DIRECTION A:
Reproduce the passage of the home improvement article starting at "Couple renovating their" and ending at "were viable options.", swapping "traditional loan" for "conventional loan".
DIRECTION B:
Answer these questions from the home improvement article:
(i) What method will the majority of people seeking to fund their renovation endeavors choose?
(ii) What does the article describe as not being financial freedom?
(iii) What does the image caption show?
DIRECTION C:
Decide whether each statement agrees with the home improvement article. Answer yes or no and quote the deciding words.
(i) The article states that debt is the only option for improving your home.
(ii) The article describes a traditional loan as an institutionalized and highly acceptable method for obtaining money.
(iii) The article states that only a minority of people funding renovations choose a traditional loan.

>> begin DOCUMENT EXCERPT

Categories: Home Improvement

How to Pay for Home Improvement Without Piling on Debt


Learn how to finance and pay for home improvement renovations without piling on debt here. Several viable options set out with expert opinions.

Couple renovating their home.

Debt isn’t necessarily your only option to improve your home!

The majority of people seeking to fund their renovation endeavors will choose a traditional loan. This is an institutionalized and highly acceptable method for obtaining the money that you require.

But why settle?

Do you honestly need the burden of additional debt? Who wants to live with a dollar sign hanging over their head at all times? That’s not financial freedom.

There are other opportunities out there that are just as beneficial (if not more), and will suite your specific situation brilliantly. Perhaps more people would seek out these financial opportunities if they were aware that they were viable options.

>> end DOCUMENT EXCERPT
>> begin EXTRACTED RECORDS

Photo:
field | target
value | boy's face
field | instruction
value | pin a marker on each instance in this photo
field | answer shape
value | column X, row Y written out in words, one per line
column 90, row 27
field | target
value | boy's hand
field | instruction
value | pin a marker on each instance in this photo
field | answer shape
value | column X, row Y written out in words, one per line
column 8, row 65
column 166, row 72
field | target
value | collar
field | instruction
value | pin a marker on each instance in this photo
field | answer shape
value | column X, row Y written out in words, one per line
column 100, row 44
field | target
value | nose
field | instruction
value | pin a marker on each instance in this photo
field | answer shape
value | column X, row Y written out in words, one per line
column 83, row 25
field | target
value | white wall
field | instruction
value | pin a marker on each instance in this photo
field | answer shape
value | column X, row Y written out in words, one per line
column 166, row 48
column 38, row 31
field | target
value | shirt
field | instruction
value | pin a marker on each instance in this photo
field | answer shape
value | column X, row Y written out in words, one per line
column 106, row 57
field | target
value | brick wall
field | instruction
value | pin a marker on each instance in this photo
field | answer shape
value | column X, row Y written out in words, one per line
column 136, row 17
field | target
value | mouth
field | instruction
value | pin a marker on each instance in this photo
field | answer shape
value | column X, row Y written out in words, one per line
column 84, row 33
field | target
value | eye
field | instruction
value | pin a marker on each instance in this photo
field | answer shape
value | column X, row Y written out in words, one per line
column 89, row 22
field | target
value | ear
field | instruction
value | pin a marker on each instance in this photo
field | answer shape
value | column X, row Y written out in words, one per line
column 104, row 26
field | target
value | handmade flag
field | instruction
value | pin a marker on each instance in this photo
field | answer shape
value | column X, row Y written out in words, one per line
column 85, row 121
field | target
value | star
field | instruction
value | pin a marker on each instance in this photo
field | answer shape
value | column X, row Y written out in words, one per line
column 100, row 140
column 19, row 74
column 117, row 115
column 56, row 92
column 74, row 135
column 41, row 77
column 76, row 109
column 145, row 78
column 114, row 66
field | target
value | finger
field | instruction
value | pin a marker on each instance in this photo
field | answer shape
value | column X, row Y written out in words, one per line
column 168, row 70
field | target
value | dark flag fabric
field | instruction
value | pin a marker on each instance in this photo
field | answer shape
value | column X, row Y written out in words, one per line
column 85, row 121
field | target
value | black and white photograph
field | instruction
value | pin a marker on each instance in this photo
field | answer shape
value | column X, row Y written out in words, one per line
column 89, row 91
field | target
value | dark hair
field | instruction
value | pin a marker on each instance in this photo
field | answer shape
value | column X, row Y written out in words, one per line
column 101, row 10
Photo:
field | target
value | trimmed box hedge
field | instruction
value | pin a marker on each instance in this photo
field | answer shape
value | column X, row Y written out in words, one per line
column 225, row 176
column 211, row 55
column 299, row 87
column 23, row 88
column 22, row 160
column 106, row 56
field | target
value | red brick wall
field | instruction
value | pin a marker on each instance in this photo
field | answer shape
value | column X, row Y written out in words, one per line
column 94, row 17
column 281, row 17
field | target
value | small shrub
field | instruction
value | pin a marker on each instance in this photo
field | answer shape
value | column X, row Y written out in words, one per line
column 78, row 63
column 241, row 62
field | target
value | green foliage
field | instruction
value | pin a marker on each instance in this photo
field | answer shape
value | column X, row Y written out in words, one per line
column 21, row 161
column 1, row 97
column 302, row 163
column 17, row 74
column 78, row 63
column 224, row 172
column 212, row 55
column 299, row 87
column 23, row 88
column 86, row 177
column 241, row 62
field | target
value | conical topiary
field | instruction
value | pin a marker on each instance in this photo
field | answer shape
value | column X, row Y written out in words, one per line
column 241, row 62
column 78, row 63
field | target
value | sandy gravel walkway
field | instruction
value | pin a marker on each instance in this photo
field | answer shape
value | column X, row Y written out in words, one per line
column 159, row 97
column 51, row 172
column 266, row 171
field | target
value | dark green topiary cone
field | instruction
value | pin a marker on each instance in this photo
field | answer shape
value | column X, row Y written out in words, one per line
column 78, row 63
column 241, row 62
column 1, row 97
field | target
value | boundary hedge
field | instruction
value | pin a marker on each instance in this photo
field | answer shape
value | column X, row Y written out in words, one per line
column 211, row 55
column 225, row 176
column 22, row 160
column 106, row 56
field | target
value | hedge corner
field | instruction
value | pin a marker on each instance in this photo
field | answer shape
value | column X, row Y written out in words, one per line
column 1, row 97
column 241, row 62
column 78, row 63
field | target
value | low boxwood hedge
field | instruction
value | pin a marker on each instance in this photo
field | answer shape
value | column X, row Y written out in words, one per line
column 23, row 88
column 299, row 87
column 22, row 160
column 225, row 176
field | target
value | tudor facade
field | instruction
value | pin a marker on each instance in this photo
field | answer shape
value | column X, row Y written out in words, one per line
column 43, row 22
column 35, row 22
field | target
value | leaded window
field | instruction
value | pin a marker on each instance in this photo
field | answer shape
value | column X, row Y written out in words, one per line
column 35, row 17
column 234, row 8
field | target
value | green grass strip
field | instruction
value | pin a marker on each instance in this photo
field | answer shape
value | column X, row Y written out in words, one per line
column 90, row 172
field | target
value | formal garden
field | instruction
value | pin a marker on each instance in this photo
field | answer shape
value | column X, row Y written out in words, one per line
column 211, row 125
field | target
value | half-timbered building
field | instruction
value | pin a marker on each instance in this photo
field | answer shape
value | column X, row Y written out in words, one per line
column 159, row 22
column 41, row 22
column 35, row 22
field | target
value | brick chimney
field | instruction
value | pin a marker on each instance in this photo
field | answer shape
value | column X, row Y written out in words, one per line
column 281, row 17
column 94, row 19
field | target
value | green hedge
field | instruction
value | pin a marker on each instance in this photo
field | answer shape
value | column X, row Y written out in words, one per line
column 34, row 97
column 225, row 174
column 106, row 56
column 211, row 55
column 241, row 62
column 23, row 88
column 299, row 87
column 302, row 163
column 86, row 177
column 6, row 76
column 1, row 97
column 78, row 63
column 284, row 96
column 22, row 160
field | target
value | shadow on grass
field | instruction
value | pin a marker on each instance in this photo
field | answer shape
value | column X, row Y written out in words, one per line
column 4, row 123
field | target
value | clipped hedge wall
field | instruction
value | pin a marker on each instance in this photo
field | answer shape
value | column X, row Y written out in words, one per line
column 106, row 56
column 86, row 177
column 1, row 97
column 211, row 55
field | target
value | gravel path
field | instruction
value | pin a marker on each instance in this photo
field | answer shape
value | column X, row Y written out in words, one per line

>> end EXTRACTED RECORDS

RIGHT ANSWER A:
Couple renovating their home.

Debt isn’t necessarily your only option to improve your home!

The majority of people seeking to fund their renovation endeavors will choose a conventional loan. This is an institutionalized and highly acceptable method for obtaining the money that you require.

But why settle?

Do you honestly need the burden of additional debt? Who wants to live with a dollar sign hanging over their head at all times? That’s not financial freedom.

There are other opportunities out there that are just as beneficial (if not more), and will suite your specific situation brilliantly. Perhaps more people would seek out these financial opportunities if they were aware that they were viable options.

RIGHT ANSWER B:
(i) A traditional loan.
(ii) Living with a dollar sign hanging over one's head at all times.
(iii) A couple renovating their home.

RIGHT ANSWER C:
(i) No: "Debt isn’t necessarily your only option to improve your home!"
(ii) Yes: "This is an institutionalized and highly acceptable method for obtaining the money that you require."
(iii) No: "The majority of people seeking to fund their renovation endeavors will choose a traditional loan."